[begin Text excerpt]
18. The method as claimed in claim 14, further comprising the steps
of: receiving the file from a file source by the sender desk;
dispatching a Transmission Control Protocol (TCP) block of the file
upon receipt and acknowledgment by the sender desk directly on a
Media Access Control protocol-Logical Link Control logical link
control sub-layer (MAC-LLC) level to be transmitted as is through
each physical data diode; and verifying all blocks necessary for
reconstruction of the file are present using the numbering
information contained in a TCP frame on receipt of TCP blocks by
the receiver desk.
19. The method as claimed in claim 14, further comprising the steps
of: receiving the file from a file source by the sender desk;
retrieving a file block extracted from a Transmission Control
Protocol (TCP) layer upon receipt and acknowledgment of a TCP block
of the file by the sender desk; dispatching by the sender desk, the
file block to a File Transfer Protocol (FTP) server and to a
transmission agent in charge of parallel transmission of the file
block on transmission pathways to the receiver desk through each
physical data diode; extracting the file blocks that have arrived
from the buffer memories corresponding to the parallel transmission
through each physical data diode by the receiver desk; and
processing the file block recognized as being correct and
eliminating file block not recognized as being correct.
20. The method as claimed in claim 19, further comprising the step
of dispatching the file block by the sender desk using a Media
Access Control protocol-Logical Link Control logical link control
sub-layer (MAC-LLC) level.
21. The method as claimed in claim 19, further comprising the step
of dispatching the file block by the sender desk using an Internet
Protocol/User Datagram Protocol (IP/UDP) level.
22. The method as claimed in claim 19, wherein the physical data
diode is an optical diode; and further comprising the steps
managing the FTP protocol by the TCP layer at the sender desk level
to dispatch an acknowledgment of receipt to the file source;
associating an index number and a file reference with the file
block by the TCP layer at the sender desk level; and transmitting
the file block, the associated index number and the associated file
reference to the receiver desk through each optical diode.
23. The method as claimed in claim 19, further comprising the step
of reconstructing and storing the file by the sender desk or
sending an alert to a supervision desk in case of packet loss.
24. The method as claimed in claim 19, further comprising the step
of implementing an appliB to appliH exchange protocol at the sender
desk level to: manage sequencing of exchanges; uniquely tag each
block transmitted for a given file in case of recovery; verify that
there are no missing file blocks for reconstructing the file;
finalize file transfer on recovery solely of the missing blocks;
and account for events of the FTP protocol so as to echo them on
the transfers between the sender and receiver desks.
25. The method as claimed in claim 24, further comprising the step
of interrupting the FTP transfer by an indication to the receiver
desk to stop listening and to erase the file part already
received.
[end Text excerpt]
[begin Given entries]
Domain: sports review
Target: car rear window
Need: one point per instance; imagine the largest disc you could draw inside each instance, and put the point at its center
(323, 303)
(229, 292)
[end Given entries]
Given exercise A: Decide whether each statement agrees with the patent claims above. Answer yes or no for each and quote the deciding words. (i) In claim 22, the physical data diode is an optical diode. (ii) Claim 21 dispatches the file block using a MAC-LLC level. (iii) Claim 25 has the receiver desk erase the file part already received.
Given exercise B: In the patent claims, what does claim 18 say the receiver desk uses to verify that all blocks needed to reconstruct the file are present?

Task answer A:
(i) Yes: "wherein the physical data diode is an optical diode"
(ii) No: "using an Internet Protocol/User Datagram Protocol (IP/UDP) level"
(iii) Yes: "an indication to the receiver desk to stop listening and to erase the file part already received"

Task answer B: The numbering information contained in a TCP frame.